-- Task instructions --
1. Name every member field declared in the new VariableAnnotation struct in the LLDB disassembler diff that precedes the data.
2. Pick up the LLDB disassembler diff, which comes before the data, at its final line and continue it.

### Source

Full diff: https://github.com/llvm/llvm-project/pull/169408.diff

2 Files Affected:

  • (modified) lldb/include/lldb/Core/Disassembler.h (+23-7)
  • (modified) lldb/source/Core/Disassembler.cpp (+79-21)
diff --git a/lldb/include/lldb/Core/Disassembler.h b/lldb/include/lldb/Core/Disassembler.h
index 5de314109b0cc..a7922d4a4f703 100644
--- a/lldb/include/lldb/Core/Disassembler.h
+++ b/lldb/include/lldb/Core/Disassembler.h
@@ -570,24 +570,40 @@ class Disassembler : public std::enable_shared_from_this<Disassembler>,
   const Disassembler &operator=(const Disassembler &) = delete;
 };
 
+/// Structured data for a single variable annotation.
+struct VariableAnnotation {
+  std::string variable_name;
+  /// Location description (e.g., "r15", "undef", "const_0").
+  std::string location_description;
+  /// Whether variable is live at this instruction.
+  bool is_live;
+  /// Register numbering scheme for location interpretation.
+  lldb::RegisterKind register_kind;
+  /// Where this annotation is valid.
+  std::optional<lldb_private::AddressRange> address_range;
+  /// Source file where variable was declared.
+  std::optional<std::string> decl_file;
+  /// Line number where variable was declared.
+  std::optional<uint32_t> decl_line;
+  /// Variable's type name.
+  std::optional<std::string> type_name;
+};
+
 /// Tracks live variable annotations across instructions and produces
 /// per-instruction "events" like `name = RDI` or `name = <undef>`.
 class VariableAnnotator {
-  struct VarState {
-    /// Display name.
-    std::string name;
-    /// Last printed location (empty means <undef>).
-    std::string last_loc;
-  };
 
   // Live state from the previous instruction, keyed by Variable::GetID().
-  llvm::DenseMap<lldb::user_id_t, VarState> m_live_vars;
+  llvm::DenseMap<lldb::user_id_t, VariableAnnotation> m_live_vars;
 
 public:
   /// Compute annotation strings for a single instruction and update
   /// `m_live_vars`. Returns only the events that should be printed *at this
   /// instruction*.

######
### Recorded data

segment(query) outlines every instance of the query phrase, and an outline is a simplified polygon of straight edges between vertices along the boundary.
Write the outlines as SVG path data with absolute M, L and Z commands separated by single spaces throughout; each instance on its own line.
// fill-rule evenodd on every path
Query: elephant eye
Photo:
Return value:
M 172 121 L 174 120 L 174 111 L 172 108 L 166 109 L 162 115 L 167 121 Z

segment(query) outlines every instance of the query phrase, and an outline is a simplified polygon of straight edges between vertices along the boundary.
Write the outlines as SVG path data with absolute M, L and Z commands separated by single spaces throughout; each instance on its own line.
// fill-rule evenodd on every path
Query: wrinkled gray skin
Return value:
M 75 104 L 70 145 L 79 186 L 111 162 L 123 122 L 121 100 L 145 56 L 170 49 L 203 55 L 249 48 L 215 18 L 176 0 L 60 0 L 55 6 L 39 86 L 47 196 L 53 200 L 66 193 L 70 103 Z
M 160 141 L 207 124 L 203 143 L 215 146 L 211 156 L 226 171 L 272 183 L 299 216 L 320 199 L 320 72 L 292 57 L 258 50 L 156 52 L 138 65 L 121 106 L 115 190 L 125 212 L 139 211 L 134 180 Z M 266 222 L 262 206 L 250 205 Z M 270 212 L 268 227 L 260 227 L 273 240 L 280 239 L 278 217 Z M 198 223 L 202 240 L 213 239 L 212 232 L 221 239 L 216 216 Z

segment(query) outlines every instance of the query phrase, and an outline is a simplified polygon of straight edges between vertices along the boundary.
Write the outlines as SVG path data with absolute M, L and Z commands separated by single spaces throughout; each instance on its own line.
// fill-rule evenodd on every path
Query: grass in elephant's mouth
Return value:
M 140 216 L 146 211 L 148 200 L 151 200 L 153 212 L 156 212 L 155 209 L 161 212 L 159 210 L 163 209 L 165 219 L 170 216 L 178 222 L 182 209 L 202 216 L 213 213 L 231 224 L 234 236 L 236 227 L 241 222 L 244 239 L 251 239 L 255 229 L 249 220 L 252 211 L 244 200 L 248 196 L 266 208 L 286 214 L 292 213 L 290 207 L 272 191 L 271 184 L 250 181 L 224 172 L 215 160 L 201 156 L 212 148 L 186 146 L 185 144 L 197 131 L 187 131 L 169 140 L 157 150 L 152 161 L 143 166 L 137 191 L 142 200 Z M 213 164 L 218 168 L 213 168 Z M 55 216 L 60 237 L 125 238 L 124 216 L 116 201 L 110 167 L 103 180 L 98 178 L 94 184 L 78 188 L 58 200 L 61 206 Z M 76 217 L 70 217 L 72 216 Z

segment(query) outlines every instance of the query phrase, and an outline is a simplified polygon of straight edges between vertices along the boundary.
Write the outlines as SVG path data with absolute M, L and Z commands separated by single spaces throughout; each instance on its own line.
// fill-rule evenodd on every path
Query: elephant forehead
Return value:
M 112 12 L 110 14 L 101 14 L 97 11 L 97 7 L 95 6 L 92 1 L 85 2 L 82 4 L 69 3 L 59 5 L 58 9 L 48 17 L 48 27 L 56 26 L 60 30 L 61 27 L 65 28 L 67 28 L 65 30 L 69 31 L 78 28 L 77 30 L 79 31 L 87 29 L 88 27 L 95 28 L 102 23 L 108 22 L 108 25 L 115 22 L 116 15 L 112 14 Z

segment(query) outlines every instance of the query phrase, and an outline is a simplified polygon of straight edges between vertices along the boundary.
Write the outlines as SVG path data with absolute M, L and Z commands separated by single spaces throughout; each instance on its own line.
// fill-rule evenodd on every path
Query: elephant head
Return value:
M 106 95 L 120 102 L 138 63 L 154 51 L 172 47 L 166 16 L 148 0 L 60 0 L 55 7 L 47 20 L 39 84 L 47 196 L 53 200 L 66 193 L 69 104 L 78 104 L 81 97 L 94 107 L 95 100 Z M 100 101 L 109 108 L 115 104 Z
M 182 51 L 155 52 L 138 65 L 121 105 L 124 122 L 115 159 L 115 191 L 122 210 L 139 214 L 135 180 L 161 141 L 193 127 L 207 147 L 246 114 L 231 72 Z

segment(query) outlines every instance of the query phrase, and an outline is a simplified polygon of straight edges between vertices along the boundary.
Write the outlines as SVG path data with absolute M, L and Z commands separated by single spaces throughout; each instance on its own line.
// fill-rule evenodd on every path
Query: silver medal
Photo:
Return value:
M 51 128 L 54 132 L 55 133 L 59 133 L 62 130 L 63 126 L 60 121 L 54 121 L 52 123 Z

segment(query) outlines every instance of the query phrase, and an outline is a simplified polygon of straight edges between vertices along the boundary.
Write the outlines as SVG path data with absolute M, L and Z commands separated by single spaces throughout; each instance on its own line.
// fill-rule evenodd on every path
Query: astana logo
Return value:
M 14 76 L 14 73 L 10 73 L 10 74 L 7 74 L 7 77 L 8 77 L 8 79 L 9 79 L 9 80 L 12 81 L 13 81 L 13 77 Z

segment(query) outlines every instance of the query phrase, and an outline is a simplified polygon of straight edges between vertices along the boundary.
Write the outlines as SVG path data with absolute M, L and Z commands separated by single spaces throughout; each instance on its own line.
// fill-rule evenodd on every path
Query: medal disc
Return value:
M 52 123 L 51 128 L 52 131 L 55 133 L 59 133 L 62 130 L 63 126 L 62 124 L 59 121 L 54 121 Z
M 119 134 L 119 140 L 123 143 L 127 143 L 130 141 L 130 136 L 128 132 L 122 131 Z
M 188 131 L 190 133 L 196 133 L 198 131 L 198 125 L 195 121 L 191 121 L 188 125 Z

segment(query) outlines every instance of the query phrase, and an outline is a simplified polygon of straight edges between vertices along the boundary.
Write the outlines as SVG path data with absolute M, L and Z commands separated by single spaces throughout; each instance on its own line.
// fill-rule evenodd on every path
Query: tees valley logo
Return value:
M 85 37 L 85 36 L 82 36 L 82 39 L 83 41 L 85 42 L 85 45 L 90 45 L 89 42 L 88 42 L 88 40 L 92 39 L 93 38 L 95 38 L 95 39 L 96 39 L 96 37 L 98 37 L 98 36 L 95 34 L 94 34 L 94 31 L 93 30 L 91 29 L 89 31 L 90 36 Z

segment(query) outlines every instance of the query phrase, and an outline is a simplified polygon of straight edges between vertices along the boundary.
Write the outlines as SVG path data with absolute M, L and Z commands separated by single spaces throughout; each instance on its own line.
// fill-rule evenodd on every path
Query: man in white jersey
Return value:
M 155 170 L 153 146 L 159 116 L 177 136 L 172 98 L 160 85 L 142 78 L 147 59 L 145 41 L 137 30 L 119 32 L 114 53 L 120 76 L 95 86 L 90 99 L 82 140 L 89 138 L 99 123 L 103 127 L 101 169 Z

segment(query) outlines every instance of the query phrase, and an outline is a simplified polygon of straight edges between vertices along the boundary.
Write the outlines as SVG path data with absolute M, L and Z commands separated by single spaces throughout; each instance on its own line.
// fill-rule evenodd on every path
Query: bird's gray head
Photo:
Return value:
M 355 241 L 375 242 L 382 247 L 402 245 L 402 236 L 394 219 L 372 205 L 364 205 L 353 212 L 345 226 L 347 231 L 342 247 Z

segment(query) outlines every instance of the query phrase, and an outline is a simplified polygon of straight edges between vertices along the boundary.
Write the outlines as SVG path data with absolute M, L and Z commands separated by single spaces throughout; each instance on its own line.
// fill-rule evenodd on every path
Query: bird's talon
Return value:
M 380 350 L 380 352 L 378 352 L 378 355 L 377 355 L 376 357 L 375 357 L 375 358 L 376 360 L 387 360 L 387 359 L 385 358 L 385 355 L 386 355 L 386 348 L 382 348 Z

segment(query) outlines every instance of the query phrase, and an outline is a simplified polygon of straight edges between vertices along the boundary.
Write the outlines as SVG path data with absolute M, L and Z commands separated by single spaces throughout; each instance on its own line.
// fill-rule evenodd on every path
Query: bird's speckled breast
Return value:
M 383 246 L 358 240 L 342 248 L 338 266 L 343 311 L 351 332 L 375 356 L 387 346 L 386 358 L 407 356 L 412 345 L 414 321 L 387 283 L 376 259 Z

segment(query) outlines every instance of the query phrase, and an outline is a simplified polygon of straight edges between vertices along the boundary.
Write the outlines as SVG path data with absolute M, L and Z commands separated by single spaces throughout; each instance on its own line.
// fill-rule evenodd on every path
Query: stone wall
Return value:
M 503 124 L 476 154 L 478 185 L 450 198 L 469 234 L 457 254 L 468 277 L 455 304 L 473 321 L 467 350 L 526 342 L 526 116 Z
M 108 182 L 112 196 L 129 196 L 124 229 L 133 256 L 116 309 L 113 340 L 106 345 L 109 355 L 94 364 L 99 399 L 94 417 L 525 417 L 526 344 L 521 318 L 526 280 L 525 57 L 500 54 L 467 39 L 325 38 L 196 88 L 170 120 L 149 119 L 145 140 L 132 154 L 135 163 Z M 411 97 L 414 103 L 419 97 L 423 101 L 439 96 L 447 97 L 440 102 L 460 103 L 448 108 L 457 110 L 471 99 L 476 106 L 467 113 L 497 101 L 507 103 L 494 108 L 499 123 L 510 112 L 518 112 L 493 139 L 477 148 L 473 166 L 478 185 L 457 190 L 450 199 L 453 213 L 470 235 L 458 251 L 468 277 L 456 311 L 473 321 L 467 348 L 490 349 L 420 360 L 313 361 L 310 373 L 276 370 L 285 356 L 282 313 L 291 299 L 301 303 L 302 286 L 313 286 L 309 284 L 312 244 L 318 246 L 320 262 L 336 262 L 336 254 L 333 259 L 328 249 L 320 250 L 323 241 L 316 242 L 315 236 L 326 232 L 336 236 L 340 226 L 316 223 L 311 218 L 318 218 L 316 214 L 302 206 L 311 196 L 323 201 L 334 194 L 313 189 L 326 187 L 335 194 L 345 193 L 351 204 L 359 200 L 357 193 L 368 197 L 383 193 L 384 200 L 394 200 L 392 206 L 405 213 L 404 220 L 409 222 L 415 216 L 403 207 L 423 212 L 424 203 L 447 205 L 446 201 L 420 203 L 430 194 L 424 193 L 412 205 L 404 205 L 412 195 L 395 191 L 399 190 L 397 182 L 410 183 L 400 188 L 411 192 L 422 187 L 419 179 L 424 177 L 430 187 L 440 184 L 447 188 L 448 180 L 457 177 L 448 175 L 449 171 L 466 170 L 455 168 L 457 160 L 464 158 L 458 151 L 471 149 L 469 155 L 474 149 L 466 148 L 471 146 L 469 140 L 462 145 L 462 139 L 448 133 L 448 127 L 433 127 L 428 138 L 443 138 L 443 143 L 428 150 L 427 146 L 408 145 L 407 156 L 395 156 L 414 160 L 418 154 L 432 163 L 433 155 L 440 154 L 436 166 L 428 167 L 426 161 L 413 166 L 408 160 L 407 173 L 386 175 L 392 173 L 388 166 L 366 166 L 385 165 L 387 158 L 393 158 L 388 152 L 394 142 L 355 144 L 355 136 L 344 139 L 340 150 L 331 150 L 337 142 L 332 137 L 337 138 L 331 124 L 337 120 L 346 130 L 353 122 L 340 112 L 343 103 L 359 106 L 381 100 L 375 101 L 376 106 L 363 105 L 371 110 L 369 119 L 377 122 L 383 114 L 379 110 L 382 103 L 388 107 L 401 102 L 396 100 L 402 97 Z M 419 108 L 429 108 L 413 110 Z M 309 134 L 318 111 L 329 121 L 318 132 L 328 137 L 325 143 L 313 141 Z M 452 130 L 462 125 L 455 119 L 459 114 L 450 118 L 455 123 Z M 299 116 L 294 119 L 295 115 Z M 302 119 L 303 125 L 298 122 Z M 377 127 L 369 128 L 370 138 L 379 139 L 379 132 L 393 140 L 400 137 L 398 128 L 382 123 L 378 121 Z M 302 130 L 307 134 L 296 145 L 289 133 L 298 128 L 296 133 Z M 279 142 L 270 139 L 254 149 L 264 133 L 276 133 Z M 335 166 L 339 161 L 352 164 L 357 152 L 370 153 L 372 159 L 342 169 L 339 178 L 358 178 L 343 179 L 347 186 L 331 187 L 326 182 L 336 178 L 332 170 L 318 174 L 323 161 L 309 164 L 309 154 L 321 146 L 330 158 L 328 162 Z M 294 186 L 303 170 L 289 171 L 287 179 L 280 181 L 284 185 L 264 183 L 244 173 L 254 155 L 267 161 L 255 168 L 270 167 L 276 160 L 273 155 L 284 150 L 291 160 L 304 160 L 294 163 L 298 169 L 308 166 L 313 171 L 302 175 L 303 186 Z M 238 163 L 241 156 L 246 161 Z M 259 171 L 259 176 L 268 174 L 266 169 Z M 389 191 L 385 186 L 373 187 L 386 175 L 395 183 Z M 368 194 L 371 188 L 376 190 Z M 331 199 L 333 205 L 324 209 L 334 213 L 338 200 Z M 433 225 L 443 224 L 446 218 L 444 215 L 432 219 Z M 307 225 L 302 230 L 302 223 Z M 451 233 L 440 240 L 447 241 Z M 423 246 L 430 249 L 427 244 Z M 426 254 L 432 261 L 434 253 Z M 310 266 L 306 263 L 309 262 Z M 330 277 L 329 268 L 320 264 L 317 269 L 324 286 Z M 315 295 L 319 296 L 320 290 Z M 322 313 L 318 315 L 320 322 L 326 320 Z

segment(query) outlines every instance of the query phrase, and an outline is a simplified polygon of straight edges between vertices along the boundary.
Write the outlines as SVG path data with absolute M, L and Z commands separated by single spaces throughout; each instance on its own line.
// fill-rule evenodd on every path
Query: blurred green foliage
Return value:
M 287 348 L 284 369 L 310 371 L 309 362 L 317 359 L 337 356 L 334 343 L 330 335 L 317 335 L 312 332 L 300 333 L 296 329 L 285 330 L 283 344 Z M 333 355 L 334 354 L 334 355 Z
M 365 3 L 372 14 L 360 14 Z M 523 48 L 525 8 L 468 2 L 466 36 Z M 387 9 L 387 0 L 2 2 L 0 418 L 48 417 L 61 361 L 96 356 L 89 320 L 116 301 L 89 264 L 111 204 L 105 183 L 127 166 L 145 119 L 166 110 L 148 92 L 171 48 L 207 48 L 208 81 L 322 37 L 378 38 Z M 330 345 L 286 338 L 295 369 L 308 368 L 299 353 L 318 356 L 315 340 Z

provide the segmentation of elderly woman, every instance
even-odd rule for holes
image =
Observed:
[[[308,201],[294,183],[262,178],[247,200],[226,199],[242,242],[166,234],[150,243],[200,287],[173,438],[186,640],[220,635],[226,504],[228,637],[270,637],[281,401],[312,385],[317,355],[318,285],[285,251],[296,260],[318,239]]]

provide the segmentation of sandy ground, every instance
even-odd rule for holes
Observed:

######

-- Responses by task --
1. variable_name, location_description, is_live, register_kind, address_range, decl_file, decl_line, type_name

2.
   std::vector<std::string> Annotate(Instruction &inst);
+
+  /// Returns structured data for all variables relevant at this instruction.
+  std::vector<VariableAnnotation> AnnotateStructured(Instruction &inst);
 };
 
 } // namespace lldb_private
diff --git a/lldb/source/Core/Disassembler.cpp b/lldb/source/Core/Disassembler.cpp
index f2eb887986bfb..c695aa5d696b2 100644
--- a/lldb/source/Core/Disassembler.cpp
+++ b/lldb/source/Core/Disassembler.cpp
@@ -286,6 +286,10 @@ bool Disassembler::ElideMixedSourceAndDisassemblyLine(
   return false;
 }
 
+static constexpr const char *UndefLocation = "undef";
+static const std::string UndefLocationFormatted =
+    llvm::formatv("<{0}>", UndefLocation).str();
+
 // For each instruction, this block attempts to resolve in-scope variables
 // and determine if the current PC falls within their
 // DWARF location entry. If so, it prints a simplified annotation using the
@@ -300,16 +304,41 @@ bool Disassembler::ElideMixedSourceAndDisassemblyLine(
 // disassembled instruction stream, similar to how debug information
 // enhances source-level debugging.
 std::vector<std::string> VariableAnnotator::Annotate(Instruction &inst) {
+  auto structured_annotations = AnnotateStructured(inst);
+
   std::vector<std::string> events;
+  events.reserve(structured_annotations.size());
+
+  for (const auto &annotation : structured_annotations) {
+    auto location = (annotation.location_description == UndefLocation
+                         ? UndefLocationFormatted
+                         : annotation.location_description);
+
+    auto display_string =
+        llvm::formatv("{0} = {1}", annotation.variable_name, location).str();
+
+    events.push_back(std::move(display_string));
+  }
+
+  return events;
+}
+
+std::vector<VariableAnnotation>
+VariableAnnotator::AnnotateStructured(Instruction &inst) {
+  std::vector<VariableAnnotation> annotations;
 
   auto module_sp = inst.GetAddress().GetModule();
 
-  // If we lost module context, everything becomes <undef>.
+  // If we lost module context, mark all live variables as UndefLocation.
   if (!module_sp) {
-    for (const auto &KV : m_live_vars)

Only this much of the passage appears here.